- [Task instructions]:
This exercise calls for every line of the data below with the string "instance" in it.

- [Stored items]:
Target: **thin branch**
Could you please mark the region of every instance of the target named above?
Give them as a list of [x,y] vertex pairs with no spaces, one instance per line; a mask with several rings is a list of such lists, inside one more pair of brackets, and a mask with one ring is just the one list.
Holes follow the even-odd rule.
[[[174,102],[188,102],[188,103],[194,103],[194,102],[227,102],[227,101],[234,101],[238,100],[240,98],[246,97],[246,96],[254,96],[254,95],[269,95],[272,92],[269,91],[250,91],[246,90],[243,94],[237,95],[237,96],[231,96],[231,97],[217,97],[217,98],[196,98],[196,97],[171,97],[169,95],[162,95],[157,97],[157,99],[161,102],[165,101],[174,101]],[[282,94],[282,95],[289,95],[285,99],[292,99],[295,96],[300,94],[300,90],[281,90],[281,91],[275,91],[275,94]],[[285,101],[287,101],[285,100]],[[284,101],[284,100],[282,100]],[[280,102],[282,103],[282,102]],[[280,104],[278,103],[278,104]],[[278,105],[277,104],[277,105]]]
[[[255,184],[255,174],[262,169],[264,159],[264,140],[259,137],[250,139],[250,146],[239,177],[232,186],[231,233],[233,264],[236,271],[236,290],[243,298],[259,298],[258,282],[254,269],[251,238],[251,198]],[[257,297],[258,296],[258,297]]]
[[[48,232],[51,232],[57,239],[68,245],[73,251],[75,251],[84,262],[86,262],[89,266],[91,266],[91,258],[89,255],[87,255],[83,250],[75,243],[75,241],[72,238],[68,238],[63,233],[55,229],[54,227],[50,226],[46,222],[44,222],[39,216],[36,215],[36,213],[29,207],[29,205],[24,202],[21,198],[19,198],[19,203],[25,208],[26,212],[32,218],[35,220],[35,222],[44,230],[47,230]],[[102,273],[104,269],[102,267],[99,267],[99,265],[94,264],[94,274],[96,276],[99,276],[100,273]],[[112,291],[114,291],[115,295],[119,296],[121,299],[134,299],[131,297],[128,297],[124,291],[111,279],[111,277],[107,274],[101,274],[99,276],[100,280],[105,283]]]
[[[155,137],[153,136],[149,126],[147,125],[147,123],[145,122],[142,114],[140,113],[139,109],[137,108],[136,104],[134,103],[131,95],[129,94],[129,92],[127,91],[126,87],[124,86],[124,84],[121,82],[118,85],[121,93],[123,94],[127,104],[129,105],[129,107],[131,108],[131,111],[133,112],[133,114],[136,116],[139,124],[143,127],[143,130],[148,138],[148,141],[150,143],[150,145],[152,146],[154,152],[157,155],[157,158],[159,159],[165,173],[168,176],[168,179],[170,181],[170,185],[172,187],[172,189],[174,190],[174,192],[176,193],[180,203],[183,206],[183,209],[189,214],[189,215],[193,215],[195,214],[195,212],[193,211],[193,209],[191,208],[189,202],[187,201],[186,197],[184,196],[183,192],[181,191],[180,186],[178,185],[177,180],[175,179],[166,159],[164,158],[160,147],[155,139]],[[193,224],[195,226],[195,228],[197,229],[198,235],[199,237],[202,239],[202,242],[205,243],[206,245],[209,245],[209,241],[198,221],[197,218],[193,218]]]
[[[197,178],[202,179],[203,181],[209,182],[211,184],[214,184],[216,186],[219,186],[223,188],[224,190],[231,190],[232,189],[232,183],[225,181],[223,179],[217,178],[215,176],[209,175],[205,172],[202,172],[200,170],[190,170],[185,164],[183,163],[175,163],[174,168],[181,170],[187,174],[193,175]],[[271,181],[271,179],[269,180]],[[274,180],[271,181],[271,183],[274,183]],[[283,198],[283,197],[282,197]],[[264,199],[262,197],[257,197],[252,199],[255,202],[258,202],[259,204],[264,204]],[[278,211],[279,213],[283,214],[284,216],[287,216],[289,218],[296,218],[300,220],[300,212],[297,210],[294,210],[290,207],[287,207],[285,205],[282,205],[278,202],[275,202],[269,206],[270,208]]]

- [Reply]:
Could you please mark the region of every instance of the target named above?
Give them as a list of [x,y] vertex pairs with no spaces, one instance per line; a mask with several rings is a list of such lists, inside one more pair of brackets, and a mask with one ring is just the one list.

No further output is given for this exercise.